(Records provided)

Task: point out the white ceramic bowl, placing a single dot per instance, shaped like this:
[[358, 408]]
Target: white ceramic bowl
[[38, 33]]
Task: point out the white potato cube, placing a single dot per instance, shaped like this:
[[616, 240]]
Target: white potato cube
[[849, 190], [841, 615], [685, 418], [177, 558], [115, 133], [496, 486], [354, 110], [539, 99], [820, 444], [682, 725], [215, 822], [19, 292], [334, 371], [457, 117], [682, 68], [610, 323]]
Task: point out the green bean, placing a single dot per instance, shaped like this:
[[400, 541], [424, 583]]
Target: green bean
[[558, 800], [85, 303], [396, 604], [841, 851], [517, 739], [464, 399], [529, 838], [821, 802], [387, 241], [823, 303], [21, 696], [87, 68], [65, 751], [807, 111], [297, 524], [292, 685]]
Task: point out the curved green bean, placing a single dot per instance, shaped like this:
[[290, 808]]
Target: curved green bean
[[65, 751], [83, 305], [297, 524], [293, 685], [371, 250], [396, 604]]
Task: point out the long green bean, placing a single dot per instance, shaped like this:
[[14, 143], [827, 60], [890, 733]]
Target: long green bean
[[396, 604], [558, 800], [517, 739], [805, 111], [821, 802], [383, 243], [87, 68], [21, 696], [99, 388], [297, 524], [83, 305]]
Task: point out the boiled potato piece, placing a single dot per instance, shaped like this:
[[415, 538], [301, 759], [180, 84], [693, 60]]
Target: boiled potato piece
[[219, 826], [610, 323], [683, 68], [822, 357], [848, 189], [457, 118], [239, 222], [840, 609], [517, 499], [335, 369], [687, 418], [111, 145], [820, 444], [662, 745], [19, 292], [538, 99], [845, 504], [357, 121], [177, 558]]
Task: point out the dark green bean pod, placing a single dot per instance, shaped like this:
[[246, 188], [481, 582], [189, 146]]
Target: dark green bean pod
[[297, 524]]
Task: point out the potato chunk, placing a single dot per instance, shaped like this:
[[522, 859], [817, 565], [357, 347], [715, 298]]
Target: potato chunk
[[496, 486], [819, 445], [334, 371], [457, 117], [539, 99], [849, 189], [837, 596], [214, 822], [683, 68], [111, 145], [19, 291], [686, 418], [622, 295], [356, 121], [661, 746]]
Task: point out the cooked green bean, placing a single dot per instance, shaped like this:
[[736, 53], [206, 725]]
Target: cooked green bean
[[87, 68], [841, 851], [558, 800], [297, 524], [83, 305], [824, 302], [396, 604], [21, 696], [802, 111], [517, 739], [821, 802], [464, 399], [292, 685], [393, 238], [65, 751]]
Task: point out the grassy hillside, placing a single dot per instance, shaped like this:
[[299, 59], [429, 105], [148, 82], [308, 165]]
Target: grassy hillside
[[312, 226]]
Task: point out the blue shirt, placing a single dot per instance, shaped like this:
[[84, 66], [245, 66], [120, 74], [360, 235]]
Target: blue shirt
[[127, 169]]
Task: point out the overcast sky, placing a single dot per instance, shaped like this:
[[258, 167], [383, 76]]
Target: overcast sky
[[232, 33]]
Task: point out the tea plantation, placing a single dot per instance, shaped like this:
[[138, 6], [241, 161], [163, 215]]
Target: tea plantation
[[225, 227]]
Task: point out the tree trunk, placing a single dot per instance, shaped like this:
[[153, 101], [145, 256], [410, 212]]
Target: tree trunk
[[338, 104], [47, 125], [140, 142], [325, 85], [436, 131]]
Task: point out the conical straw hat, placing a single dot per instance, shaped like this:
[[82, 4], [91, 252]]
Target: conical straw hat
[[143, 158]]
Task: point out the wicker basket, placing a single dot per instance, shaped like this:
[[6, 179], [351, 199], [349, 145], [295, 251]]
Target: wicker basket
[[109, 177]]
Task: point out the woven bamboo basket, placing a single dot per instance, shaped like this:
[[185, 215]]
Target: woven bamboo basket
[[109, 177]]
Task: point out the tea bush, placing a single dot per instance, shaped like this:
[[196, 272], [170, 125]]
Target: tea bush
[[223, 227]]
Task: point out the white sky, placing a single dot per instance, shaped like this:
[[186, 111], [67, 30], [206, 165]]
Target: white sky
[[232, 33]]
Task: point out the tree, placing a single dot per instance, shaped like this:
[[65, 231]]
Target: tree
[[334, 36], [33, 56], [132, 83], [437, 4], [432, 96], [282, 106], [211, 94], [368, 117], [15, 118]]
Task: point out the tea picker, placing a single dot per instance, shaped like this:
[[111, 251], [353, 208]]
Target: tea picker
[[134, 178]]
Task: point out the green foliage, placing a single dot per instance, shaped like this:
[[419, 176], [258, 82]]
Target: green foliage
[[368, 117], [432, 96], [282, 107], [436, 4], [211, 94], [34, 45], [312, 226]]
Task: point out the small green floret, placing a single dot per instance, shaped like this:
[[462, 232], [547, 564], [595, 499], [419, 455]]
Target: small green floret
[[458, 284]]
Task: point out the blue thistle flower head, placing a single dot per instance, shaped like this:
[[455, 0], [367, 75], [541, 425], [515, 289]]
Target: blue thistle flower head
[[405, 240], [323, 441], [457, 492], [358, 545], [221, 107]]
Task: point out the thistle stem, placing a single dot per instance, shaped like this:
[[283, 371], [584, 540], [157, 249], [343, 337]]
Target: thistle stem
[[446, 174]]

(End Records provided)

Task goal:
Only the lines above from the line with "Target: conical straw hat" to the line with "Task: point out the blue thistle", those two lines included, should be reproduced exactly.

Result for this task:
Target: conical straw hat
[[143, 158]]
Task: point out the wicker basket, placing a single dot per instance, shaped like this:
[[6, 179], [351, 199], [349, 145], [295, 251]]
Target: wicker basket
[[109, 177]]
Task: point out the woven bamboo basket, placing a single dot per instance, shaped like this:
[[185, 215]]
Target: woven bamboo basket
[[109, 177]]
Task: point out the tea bush, placing a single dot per instance, shaped like this:
[[196, 272], [170, 125]]
Target: tea bush
[[223, 227]]
Task: point out the white sky, placing a single dot per instance, shaped like this:
[[186, 111], [67, 30], [206, 165]]
Target: white sky
[[232, 33]]
Task: point out the tree, placing a single dot per instance, shaped like this:
[[65, 231]]
Target: tree
[[334, 36], [33, 56], [132, 83], [437, 4], [432, 96], [282, 106], [211, 94], [368, 117], [15, 118]]
Task: point out the tea picker, placing a single dot per instance, shaped like this:
[[111, 251], [353, 208]]
Target: tea picker
[[134, 178]]
Task: point out the green foliage, placing a single dot per instance, shaped like this:
[[419, 176], [258, 82]]
Target: green foliage
[[368, 117], [432, 96], [282, 107], [436, 4], [211, 94], [34, 45], [312, 226]]
Task: point out the small green floret, placing a single dot per instance, shaped like this:
[[462, 232], [547, 564], [595, 499], [419, 455]]
Target: small green floret
[[458, 284]]
Task: point out the blue thistle flower head, placing a single dot per instance, shaped like this:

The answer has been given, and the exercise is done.